**PASSAGE PROVIDED**
PRINCIPAL RISK FACTORS
 
     The investment objectives and policies of the Reorganizing and Acquiring
Funds are the same. As a result, the risks associated with an investment in the
Acquiring Fund are substantially similar to those associated with an investment
in the Reorganizing Fund. The investment risks are those typically associated
with an investment in a managed portfolio of the specific types of securities
and other investments in which the Reorganizing and Acquiring Funds invest. The
following highlights the principal risk factors associated with an investment in
the Reorganizing Fund and the Acquiring Fund and is qualified in its entirety by
the more extensive discussion of risk factors in "Comparison of Investment
Policies and Risk Factors" below and in Appendix B and the discussion of risks
in the Prospectus and Statements of Additional Information for the Reorganizing
and Acquiring Funds.
 
     The risk associated with investing in the Acquiring Fund (as in the
Reorganizing Fund) is that it will have considerable investments in Kansas
municipal obligations, and will be more susceptible to factors which adversely
effect issuers of Kansas obligations than a mutual fund which does not have as
great a concentration in the municipal obligations of one particular state.
 
     The Acquiring Fund will be affected by factors that affect the financial
condition of the State of Kansas, its counties, municipalities and school
districts. In addition, since the Acquiring Fund will be invested primarily in
bonds, the value of its assets can be expected to vary inversely to changes in
interest rates.

**SUPPLIED RECORDS**
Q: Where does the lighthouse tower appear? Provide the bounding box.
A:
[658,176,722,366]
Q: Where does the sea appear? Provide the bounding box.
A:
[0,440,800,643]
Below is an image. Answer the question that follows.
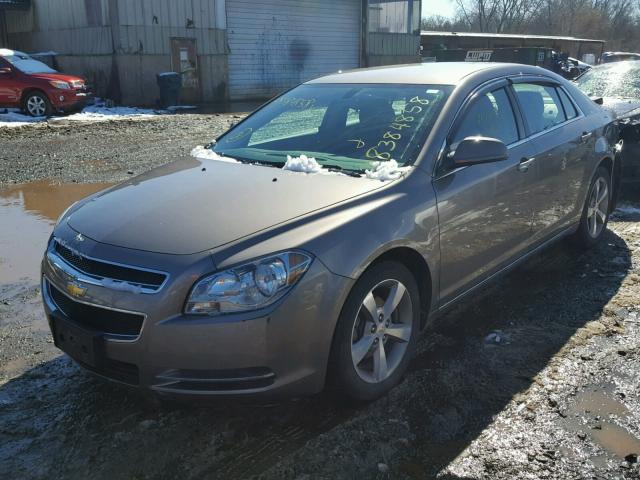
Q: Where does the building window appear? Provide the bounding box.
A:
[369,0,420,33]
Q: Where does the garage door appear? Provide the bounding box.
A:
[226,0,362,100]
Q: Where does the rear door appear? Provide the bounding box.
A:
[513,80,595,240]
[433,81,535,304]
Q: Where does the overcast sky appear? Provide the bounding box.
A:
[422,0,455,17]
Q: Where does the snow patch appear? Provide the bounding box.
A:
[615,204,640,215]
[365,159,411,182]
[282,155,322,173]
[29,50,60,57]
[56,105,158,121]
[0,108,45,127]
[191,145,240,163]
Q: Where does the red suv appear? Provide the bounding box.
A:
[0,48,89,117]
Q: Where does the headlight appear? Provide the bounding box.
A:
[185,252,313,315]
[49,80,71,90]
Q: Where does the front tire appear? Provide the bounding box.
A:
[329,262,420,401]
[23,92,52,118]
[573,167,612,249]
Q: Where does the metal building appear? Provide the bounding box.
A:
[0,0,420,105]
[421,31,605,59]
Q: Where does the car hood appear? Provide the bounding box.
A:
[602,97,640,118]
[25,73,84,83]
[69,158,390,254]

...

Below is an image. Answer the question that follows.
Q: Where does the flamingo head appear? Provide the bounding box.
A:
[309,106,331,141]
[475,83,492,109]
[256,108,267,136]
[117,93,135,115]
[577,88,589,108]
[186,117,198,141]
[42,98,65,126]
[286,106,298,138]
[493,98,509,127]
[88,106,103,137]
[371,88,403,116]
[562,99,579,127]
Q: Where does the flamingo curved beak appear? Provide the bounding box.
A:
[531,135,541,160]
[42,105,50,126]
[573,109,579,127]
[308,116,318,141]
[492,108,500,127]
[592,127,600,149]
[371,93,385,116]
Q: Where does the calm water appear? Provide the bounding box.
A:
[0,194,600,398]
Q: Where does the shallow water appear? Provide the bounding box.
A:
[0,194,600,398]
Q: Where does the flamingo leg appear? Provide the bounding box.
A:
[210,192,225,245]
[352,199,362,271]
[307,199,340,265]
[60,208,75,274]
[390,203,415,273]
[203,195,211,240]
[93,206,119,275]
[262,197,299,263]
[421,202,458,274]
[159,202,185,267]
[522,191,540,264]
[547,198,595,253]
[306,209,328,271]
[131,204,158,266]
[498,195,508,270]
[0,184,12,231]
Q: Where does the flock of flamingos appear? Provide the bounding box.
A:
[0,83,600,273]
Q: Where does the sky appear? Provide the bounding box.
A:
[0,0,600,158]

* * *

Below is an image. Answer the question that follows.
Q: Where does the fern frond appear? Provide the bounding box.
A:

**WHAT YOU NEED TO DO**
• a. In the principal risk factors passage, how is the value of the Acquiring Fund's assets expected to change with interest rates?
• b. Reproduce the principal risk factors passage from "The risk associated" up to and including "interest rates.".

**RESULTS IN ORDER**
• a. It is expected to vary inversely to changes in interest rates.

• b.
The risk associated with investing in the Acquiring Fund (as in the
Reorganizing Fund) is that it will have considerable investments in Kansas
municipal obligations, and will be more susceptible to factors which adversely
effect issuers of Kansas obligations than a mutual fund which does not have as
great a concentration in the municipal obligations of one particular state.
 
     The Acquiring Fund will be affected by factors that affect the financial
condition of the State of Kansas, its counties, municipalities and school
districts. In addition, since the Acquiring Fund will be invested primarily in
bonds, the value of its assets can be expected to vary inversely to changes in
interest rates.